-- Problem --
Within the records that follow, find every line containing the string "jacket". Copy those lines.

(Source data)

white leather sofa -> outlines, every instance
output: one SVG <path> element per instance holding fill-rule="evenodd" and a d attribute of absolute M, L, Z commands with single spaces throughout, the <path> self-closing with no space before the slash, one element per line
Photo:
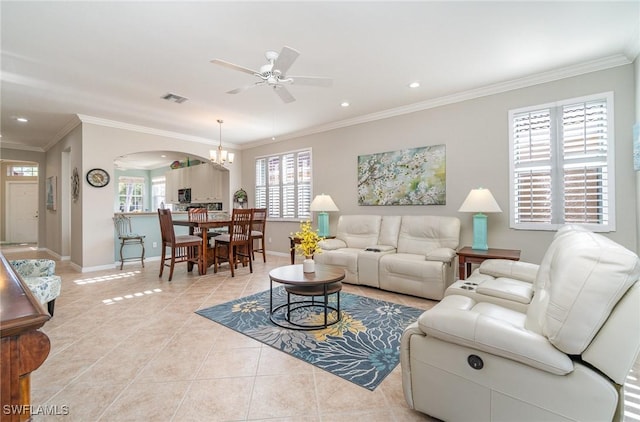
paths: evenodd
<path fill-rule="evenodd" d="M 345 270 L 345 282 L 440 300 L 455 277 L 460 220 L 441 216 L 342 215 L 319 264 Z"/>
<path fill-rule="evenodd" d="M 554 240 L 568 233 L 588 231 L 577 225 L 561 227 Z M 559 242 L 547 249 L 551 256 Z M 535 280 L 540 268 L 537 264 L 508 259 L 488 259 L 466 280 L 457 280 L 447 287 L 444 295 L 461 295 L 476 302 L 489 302 L 519 312 L 526 312 L 535 290 Z"/>
<path fill-rule="evenodd" d="M 403 333 L 409 406 L 448 421 L 621 420 L 640 351 L 640 260 L 564 230 L 526 312 L 447 295 Z"/>
<path fill-rule="evenodd" d="M 488 259 L 466 280 L 457 280 L 444 295 L 461 295 L 526 312 L 533 299 L 533 283 L 540 266 L 509 259 Z"/>

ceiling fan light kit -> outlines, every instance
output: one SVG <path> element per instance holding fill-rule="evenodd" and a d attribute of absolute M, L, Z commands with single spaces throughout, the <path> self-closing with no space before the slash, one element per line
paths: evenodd
<path fill-rule="evenodd" d="M 264 56 L 268 63 L 260 66 L 259 71 L 220 59 L 211 60 L 211 63 L 243 73 L 248 73 L 249 75 L 260 78 L 258 82 L 232 89 L 231 91 L 228 91 L 227 94 L 238 94 L 258 85 L 267 85 L 274 89 L 274 92 L 284 103 L 290 103 L 296 99 L 291 95 L 289 90 L 287 90 L 285 85 L 329 87 L 333 84 L 333 81 L 330 78 L 321 76 L 288 76 L 287 71 L 299 55 L 300 53 L 297 50 L 287 46 L 282 47 L 279 54 L 275 51 L 267 51 Z"/>

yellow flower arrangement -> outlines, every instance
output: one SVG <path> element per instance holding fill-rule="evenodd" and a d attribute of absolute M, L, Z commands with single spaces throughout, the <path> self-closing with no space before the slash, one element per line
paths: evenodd
<path fill-rule="evenodd" d="M 296 239 L 300 239 L 300 243 L 296 243 L 295 249 L 305 258 L 322 252 L 318 242 L 324 238 L 318 235 L 317 230 L 311 228 L 311 221 L 301 221 L 300 231 L 296 232 L 294 236 Z"/>

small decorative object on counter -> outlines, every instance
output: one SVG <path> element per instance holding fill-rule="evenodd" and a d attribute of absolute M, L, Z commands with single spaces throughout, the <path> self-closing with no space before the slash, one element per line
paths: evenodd
<path fill-rule="evenodd" d="M 305 257 L 302 262 L 302 271 L 305 273 L 312 273 L 315 271 L 315 261 L 313 255 L 321 253 L 322 250 L 318 246 L 318 242 L 323 240 L 318 235 L 317 230 L 311 228 L 311 221 L 300 222 L 300 231 L 293 235 L 296 239 L 300 239 L 300 243 L 296 243 L 295 249 L 300 255 Z"/>

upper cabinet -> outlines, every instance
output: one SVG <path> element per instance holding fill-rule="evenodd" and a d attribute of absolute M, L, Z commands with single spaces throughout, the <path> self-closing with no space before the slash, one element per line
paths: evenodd
<path fill-rule="evenodd" d="M 191 188 L 192 203 L 222 202 L 229 197 L 229 171 L 212 164 L 169 170 L 165 175 L 168 203 L 178 202 L 178 189 Z"/>

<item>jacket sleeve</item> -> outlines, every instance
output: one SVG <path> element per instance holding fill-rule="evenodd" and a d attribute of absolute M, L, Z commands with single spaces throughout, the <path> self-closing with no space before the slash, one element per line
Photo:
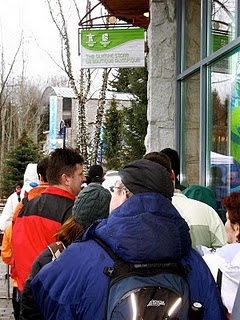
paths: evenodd
<path fill-rule="evenodd" d="M 31 290 L 46 319 L 102 320 L 113 261 L 95 241 L 68 246 L 34 277 Z"/>
<path fill-rule="evenodd" d="M 12 224 L 8 225 L 3 234 L 2 240 L 2 261 L 6 264 L 11 265 L 12 260 Z"/>
<path fill-rule="evenodd" d="M 18 215 L 19 215 L 19 212 L 21 211 L 22 207 L 23 207 L 23 203 L 22 203 L 22 201 L 20 201 L 20 202 L 18 203 L 16 209 L 15 209 L 14 212 L 13 212 L 13 216 L 12 216 L 12 221 L 13 221 L 13 223 L 16 221 L 16 219 L 17 219 L 17 217 L 18 217 Z"/>
<path fill-rule="evenodd" d="M 203 258 L 192 249 L 182 263 L 191 266 L 187 277 L 191 302 L 203 305 L 203 320 L 227 320 L 219 290 Z"/>
<path fill-rule="evenodd" d="M 20 320 L 44 320 L 45 318 L 34 300 L 30 284 L 31 280 L 28 278 L 22 291 Z"/>
<path fill-rule="evenodd" d="M 48 248 L 34 260 L 31 273 L 29 274 L 22 291 L 20 320 L 45 319 L 33 297 L 31 282 L 41 268 L 50 261 L 52 261 L 52 254 Z"/>
<path fill-rule="evenodd" d="M 217 212 L 211 207 L 209 210 L 209 229 L 211 236 L 212 248 L 220 248 L 226 244 L 227 237 L 224 224 Z"/>
<path fill-rule="evenodd" d="M 11 224 L 12 222 L 12 215 L 15 207 L 17 206 L 17 196 L 15 193 L 12 193 L 3 208 L 2 214 L 0 216 L 0 229 L 5 230 L 5 228 Z"/>

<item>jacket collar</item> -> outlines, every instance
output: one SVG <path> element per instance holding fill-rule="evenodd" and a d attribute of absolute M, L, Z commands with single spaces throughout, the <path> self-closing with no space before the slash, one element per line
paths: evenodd
<path fill-rule="evenodd" d="M 63 190 L 61 188 L 58 188 L 56 186 L 49 186 L 47 187 L 43 192 L 42 194 L 54 194 L 54 195 L 57 195 L 57 196 L 61 196 L 61 197 L 65 197 L 65 198 L 69 198 L 73 201 L 75 201 L 76 197 L 71 194 L 70 192 L 66 191 L 66 190 Z"/>

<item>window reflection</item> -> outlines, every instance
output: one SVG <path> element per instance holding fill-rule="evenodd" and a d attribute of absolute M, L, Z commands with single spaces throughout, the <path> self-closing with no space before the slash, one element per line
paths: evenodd
<path fill-rule="evenodd" d="M 211 66 L 210 184 L 220 213 L 222 198 L 240 190 L 240 53 L 222 60 Z"/>
<path fill-rule="evenodd" d="M 235 39 L 235 7 L 236 0 L 212 1 L 209 53 Z"/>
<path fill-rule="evenodd" d="M 185 40 L 182 49 L 182 71 L 200 60 L 201 0 L 188 1 L 186 6 Z"/>
<path fill-rule="evenodd" d="M 182 82 L 186 101 L 182 114 L 182 130 L 185 133 L 185 185 L 199 183 L 200 145 L 200 73 L 196 73 Z"/>
<path fill-rule="evenodd" d="M 212 0 L 207 3 L 208 37 L 207 54 L 221 49 L 236 38 L 235 17 L 236 0 Z M 184 40 L 182 45 L 181 70 L 185 70 L 201 58 L 201 10 L 202 1 L 188 1 L 186 5 L 186 21 L 184 24 Z M 223 60 L 221 63 L 225 63 Z M 219 62 L 220 63 L 220 62 Z"/>

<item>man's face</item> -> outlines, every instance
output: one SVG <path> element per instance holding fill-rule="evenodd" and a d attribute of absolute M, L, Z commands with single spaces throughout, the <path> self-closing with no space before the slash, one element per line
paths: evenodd
<path fill-rule="evenodd" d="M 86 177 L 83 173 L 83 166 L 76 164 L 76 170 L 72 176 L 68 176 L 68 192 L 77 196 L 81 190 L 81 185 L 86 182 Z"/>
<path fill-rule="evenodd" d="M 116 181 L 111 189 L 110 213 L 127 200 L 126 190 L 121 187 L 121 181 Z"/>

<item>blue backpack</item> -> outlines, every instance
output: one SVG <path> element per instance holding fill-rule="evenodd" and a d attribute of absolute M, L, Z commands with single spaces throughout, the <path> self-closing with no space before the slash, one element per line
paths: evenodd
<path fill-rule="evenodd" d="M 190 319 L 189 268 L 175 262 L 128 263 L 102 240 L 94 240 L 114 261 L 103 270 L 110 277 L 105 320 Z"/>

(End Source data)

-- Reply to the task --
<item>jacket sleeve</item> -> outlines, every instance
<item>jacket collar</item> -> outlines, every instance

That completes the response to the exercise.